■ Exercise objective: Give again, word for word, every line below from the one that has "Target: weathered wood plank" through the one that has "Target: wooden handle", both included, and no others.
==== Entries shown
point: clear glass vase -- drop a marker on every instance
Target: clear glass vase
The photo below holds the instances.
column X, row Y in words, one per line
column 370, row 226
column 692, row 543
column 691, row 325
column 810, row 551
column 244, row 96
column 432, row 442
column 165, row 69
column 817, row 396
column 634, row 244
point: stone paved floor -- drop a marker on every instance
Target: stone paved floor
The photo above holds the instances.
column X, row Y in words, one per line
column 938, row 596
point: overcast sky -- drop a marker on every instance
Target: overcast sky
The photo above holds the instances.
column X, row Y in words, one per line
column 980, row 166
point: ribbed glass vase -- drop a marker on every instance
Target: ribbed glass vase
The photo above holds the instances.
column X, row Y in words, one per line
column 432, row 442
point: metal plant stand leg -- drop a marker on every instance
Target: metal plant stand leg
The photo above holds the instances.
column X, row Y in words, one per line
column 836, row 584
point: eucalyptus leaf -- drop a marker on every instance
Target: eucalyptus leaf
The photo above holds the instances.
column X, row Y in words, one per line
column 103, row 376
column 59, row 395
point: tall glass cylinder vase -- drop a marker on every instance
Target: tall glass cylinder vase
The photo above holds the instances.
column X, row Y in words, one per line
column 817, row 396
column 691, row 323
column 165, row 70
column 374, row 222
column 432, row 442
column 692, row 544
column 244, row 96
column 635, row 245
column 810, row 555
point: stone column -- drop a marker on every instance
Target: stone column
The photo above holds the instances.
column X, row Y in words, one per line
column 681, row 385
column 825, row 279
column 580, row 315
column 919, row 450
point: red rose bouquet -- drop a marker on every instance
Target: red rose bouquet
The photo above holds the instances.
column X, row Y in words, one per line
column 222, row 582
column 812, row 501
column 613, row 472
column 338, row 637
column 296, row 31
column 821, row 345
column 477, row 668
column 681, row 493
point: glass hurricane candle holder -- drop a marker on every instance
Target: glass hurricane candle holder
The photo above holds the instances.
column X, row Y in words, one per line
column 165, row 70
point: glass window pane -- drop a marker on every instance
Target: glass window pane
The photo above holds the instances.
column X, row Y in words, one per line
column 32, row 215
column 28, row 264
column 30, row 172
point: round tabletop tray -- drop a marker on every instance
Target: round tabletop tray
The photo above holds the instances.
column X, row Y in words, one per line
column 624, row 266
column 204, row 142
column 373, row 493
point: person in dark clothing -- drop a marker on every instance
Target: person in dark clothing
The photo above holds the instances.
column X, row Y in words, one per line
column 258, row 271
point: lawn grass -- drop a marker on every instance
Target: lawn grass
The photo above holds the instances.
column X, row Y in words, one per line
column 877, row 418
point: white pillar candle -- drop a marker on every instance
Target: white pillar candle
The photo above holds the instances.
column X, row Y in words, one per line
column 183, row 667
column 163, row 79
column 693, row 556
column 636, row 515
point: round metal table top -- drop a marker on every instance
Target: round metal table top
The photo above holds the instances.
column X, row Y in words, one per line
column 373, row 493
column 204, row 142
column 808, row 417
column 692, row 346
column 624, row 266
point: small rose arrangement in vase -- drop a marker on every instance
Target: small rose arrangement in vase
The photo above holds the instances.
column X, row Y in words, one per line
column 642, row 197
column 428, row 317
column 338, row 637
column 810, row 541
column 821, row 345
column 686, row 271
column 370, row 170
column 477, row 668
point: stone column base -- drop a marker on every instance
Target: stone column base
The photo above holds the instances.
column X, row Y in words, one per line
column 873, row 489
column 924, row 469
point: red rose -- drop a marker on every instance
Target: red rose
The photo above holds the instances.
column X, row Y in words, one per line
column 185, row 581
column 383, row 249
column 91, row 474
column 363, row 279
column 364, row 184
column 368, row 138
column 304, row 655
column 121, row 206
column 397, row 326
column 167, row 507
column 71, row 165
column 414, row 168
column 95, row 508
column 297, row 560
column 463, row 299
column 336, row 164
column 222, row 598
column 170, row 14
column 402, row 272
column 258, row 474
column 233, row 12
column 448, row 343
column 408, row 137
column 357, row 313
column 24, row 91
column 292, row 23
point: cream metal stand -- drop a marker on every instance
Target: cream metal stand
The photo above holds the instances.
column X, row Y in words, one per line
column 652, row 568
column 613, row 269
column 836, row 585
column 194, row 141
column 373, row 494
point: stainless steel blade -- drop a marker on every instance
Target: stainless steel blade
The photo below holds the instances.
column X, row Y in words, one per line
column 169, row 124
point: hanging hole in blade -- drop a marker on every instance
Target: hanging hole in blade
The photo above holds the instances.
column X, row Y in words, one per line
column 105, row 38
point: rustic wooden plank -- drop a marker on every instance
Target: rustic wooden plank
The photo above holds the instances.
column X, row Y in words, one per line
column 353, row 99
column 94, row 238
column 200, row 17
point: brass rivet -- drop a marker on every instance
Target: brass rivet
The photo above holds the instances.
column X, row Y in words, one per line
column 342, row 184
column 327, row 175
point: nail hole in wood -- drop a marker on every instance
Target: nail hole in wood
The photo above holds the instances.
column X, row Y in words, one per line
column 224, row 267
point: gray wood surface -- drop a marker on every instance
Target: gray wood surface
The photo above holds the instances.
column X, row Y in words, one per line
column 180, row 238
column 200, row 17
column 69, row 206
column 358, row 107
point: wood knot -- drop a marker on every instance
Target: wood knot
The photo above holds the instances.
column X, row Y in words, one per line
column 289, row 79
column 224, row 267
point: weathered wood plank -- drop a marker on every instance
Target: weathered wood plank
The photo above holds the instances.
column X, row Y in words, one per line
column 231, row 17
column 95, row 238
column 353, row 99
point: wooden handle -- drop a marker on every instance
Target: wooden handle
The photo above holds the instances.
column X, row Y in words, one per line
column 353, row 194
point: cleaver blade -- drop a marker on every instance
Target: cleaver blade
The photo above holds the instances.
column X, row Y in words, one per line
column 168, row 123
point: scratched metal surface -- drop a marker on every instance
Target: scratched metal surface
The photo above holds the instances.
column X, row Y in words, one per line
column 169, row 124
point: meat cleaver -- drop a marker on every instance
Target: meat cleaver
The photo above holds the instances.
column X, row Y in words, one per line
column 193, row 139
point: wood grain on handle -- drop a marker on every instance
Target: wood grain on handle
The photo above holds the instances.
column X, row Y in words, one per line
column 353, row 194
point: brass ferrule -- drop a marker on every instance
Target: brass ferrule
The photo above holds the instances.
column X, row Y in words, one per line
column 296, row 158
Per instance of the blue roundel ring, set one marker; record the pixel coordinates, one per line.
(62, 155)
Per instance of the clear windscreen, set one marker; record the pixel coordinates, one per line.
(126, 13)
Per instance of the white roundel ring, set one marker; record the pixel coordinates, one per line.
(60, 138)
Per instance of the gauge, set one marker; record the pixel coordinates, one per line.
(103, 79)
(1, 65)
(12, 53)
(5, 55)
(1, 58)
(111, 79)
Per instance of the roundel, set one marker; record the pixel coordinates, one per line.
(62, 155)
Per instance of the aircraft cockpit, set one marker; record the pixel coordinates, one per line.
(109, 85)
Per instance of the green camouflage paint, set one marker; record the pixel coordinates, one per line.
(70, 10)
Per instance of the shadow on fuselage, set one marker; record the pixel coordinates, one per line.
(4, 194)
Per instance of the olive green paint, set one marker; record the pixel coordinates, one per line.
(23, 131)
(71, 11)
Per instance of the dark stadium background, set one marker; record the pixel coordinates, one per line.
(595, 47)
========
■ Task answer:
Target: weathered wood plank
The photo above holds the instances.
column X, row Y in words, one per line
column 231, row 17
column 95, row 238
column 353, row 99
point: wooden handle -- drop a marker on every instance
Target: wooden handle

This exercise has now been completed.